#### EXTRACT PROVIDED:

-- start --

$100M Note Tender Offer and Redemption
 


UNITED STATES
SECURITIES AND EXCHANGE COMMISSION
WASHINGTON, D.C. 20549


FORM 8-K

CURRENT REPORT
Pursuant to Section 13 or 15(d) of the
Securities Exchange Act of 1934

Date of report (Date of earliest event reported): December 30, 2005


OMEGA HEALTHCARE INVESTORS, INC.
(Exact name of registrant as specified in charter)


Maryland
1-11316
  38-3041398
(State of incorporation)
(Commission File Number)
(IRS Employer
Identification No.)


9690 Deereco Road
Suite 100
Timonium, Maryland 21093
(Address of principal executive offices / Zip Code)


(410) 427-1700
(Registrant’s telephone number, including area code)

Check the appropriate box below if the Form 8-K filing is intended to simultaneously satisfy the filing obligation of the registrant under any of the following provisions:
 
Written communications pursuant to Rule 425 under the Securities Act.
 
Soliciting material pursuant to Rule 14a-12 under the Exchange Act.
 
Pre-commencement communications pursuant to Rule 14d—2(b) under the Exchange Act.
 
Pre-commencement communications pursuant to Rule 13e—4(c) under the Exchange Act.
 


 
Item 1.01 Entry into a Material Definitive Agreement.

-- end --

#### EXERCISE GOAL:
Answer these from the Omega Healthcare Investors filing:
1. What date of report does it give?
2. In which state is the registrant incorporated?
3. In what city are its principal executive offices?
Rely only on the filing above for what follows.

#### GIVEN RECORDS:
-- start --

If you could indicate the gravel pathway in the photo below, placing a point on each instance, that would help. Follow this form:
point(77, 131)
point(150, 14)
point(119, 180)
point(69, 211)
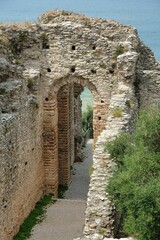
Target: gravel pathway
point(65, 219)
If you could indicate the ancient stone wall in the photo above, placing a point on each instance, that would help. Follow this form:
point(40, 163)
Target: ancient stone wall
point(43, 69)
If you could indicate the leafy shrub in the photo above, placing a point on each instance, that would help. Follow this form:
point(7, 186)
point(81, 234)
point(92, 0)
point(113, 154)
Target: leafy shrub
point(134, 187)
point(36, 216)
point(121, 145)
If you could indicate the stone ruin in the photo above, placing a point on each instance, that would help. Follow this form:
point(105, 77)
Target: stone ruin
point(44, 67)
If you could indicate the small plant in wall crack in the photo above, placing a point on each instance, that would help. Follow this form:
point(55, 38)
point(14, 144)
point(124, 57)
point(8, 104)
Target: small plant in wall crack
point(117, 112)
point(31, 83)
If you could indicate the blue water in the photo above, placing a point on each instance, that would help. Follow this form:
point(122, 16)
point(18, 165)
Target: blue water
point(143, 14)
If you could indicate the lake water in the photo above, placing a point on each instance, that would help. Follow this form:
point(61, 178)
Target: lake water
point(142, 14)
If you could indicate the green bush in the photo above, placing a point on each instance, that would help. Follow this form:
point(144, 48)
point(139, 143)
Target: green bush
point(134, 187)
point(36, 216)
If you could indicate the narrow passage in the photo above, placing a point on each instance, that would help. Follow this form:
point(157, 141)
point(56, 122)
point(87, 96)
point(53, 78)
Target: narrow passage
point(65, 219)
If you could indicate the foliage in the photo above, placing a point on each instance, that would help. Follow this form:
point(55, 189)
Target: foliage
point(120, 146)
point(31, 83)
point(61, 190)
point(117, 112)
point(119, 50)
point(134, 187)
point(87, 122)
point(36, 216)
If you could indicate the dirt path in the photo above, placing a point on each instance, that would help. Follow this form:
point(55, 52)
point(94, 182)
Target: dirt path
point(65, 219)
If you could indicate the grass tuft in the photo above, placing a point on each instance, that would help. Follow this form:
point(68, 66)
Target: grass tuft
point(36, 216)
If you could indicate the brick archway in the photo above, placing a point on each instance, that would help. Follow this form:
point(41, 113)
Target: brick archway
point(59, 128)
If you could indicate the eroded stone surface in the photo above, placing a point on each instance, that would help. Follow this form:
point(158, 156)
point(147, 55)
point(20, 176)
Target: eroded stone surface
point(43, 69)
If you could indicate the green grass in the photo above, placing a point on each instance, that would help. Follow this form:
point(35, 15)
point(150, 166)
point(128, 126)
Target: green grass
point(36, 216)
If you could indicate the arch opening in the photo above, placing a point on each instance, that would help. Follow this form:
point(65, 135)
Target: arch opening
point(70, 129)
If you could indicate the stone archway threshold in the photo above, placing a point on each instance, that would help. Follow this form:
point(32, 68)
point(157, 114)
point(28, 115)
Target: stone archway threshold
point(64, 221)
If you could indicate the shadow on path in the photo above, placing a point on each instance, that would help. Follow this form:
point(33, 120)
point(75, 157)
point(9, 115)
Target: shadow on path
point(79, 186)
point(65, 219)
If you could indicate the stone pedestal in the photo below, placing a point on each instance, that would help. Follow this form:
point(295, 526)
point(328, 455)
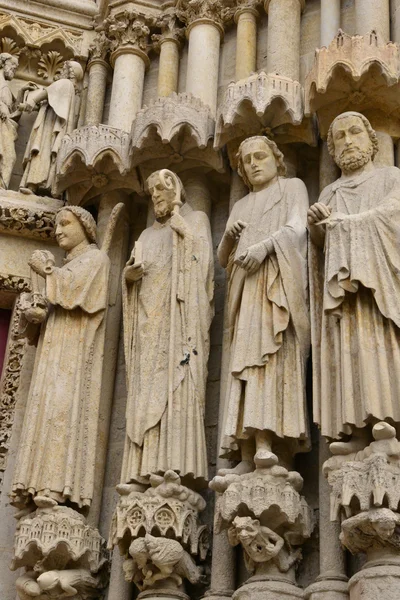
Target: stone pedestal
point(376, 582)
point(159, 535)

-- end --

#### SOLUTION FOR THIS TASK:
1. December 30, 2005
2. Maryland
3. Timonium, Maryland